§ What is being asked
Please condense the paragraph in the remittitur passage below that begins "In Donovan v. Penn Shipping" into a short bulleted list that keeps its main facts.

§ Source
┄┄┄┄┄┄┄┄┄┄
The rule barring appeal of an accepted remittitur. If the plaintiff rejects the remittitur and a new trial is ordered, appellate review of the remittitur order must await a final judgment at the conclusion of the new trial. If the plaintiff instead accepts the remittitur, there is a final judgment, but it has long been the rule that by accepting a remittitur a plaintiff waives the right to appeal the remittitur order.
In Donovan v. Penn Shipping, 429 U.S. 648, 650 (1977), the U.S. Supreme Court made it clear that this bar on appellate review of an accepted remittitur order applies even if the plaintiff accepts the remittitur “under protest” or otherwise attempts to preserve the right to appeal. And the bar on appellate review applies as a matter of federal law in a diversity case, even if state law would permit the appeal.
The rule also bars a plaintiff from challenging an accepted remittitur in a cross-appeal. See, for example, Rangolan v. County of Nassau, 370 F.3d 239, 243-44 (2d Cir. 2004); Republic Tobacco Co. v. North Atl. Trading, 381 F.3d 717, 739 (7th Cir. 2004).
Scholars have criticized the rule because it has the unfair effect of allowing the appeals courts to consider the defendant’s arguments that the remittitur was too low, while preventing the court from considering the plaintiff’s argument that the remittitur was improper and that the original verdict should be reinstated.
Can the rule be circumvented by short-circuiting a new trial? If a new trial would be too long and costly, a plaintiff can reject the remittitur and take a “pratfall” at the second trial—that is, do little or nothing to prosecute its claims in the second trial, in order to expedite entry of final judgment and the opportunity to appeal the remittitur and seek reinstatement of the original verdict.
A pratfall, of course, comes with a significant downside risk: If the appellate court agrees that the original damages award was excessive and upholds the original remittitur, the plaintiff is stuck with whatever damages the jury awarded at the pratfall trial, presumably little or nothing.
┄┄┄┄┄┄┄┄┄┄
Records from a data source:
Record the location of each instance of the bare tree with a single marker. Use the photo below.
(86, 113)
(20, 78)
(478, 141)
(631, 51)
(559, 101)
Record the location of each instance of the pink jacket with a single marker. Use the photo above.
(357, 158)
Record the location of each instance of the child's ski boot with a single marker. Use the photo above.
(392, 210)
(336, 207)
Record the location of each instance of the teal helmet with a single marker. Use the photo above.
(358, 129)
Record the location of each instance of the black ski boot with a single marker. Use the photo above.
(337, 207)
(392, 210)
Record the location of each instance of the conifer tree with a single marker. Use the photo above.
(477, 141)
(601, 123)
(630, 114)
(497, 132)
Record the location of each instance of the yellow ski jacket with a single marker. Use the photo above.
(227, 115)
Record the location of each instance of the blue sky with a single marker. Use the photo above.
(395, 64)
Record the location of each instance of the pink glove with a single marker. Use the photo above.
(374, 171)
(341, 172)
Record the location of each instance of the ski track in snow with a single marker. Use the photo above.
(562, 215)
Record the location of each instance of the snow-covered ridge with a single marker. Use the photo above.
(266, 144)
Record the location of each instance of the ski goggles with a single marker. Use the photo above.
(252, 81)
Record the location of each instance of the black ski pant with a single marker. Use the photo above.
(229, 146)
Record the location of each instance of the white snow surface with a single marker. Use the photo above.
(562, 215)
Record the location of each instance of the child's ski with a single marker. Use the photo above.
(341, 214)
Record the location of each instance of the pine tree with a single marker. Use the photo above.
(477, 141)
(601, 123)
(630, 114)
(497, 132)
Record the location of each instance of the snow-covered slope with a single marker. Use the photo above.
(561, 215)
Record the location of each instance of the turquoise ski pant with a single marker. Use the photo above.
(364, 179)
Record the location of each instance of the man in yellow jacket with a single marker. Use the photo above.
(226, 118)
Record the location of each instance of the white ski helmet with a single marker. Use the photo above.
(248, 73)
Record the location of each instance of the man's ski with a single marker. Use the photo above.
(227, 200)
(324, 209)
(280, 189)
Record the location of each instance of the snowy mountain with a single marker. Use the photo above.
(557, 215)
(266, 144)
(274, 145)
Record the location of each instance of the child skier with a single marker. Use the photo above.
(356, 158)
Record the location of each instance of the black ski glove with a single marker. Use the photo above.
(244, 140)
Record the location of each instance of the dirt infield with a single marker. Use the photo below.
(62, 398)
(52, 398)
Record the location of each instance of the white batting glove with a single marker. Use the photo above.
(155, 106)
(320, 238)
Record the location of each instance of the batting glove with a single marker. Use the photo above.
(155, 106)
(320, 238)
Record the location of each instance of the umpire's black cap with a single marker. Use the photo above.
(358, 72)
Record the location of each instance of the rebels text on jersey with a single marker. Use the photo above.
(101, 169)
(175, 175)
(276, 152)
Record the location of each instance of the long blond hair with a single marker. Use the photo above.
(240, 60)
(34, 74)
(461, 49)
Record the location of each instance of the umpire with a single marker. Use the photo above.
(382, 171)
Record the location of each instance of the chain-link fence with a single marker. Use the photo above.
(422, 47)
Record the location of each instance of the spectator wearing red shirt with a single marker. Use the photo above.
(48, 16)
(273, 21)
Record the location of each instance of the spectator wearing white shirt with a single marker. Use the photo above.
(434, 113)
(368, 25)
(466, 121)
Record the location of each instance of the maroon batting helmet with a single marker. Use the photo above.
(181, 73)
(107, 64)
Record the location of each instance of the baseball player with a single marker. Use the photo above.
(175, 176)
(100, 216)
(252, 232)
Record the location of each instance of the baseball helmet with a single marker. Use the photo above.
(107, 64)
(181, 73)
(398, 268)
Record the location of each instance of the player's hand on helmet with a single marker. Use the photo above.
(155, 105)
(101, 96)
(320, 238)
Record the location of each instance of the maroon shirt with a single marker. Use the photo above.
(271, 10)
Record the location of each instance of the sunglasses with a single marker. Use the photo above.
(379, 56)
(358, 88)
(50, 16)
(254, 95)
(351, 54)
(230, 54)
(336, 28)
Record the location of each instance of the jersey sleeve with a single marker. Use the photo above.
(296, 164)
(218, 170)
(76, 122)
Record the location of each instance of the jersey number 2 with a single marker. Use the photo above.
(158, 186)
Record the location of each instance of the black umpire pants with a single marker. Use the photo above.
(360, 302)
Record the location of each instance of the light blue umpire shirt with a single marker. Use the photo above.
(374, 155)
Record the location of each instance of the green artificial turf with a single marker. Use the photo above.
┄┄┄┄┄┄┄┄┄┄
§ Result for this exercise
- Donovan v. Penn Shipping, 429 U.S. 648, 650 (1977): the U.S. Supreme Court made clear that the bar on appellate review of an accepted remittitur order applies even if the plaintiff accepts "under protest" or otherwise tries to preserve the right to appeal.
- In a diversity case, the bar applies as a matter of federal law, even if state law would permit the appeal.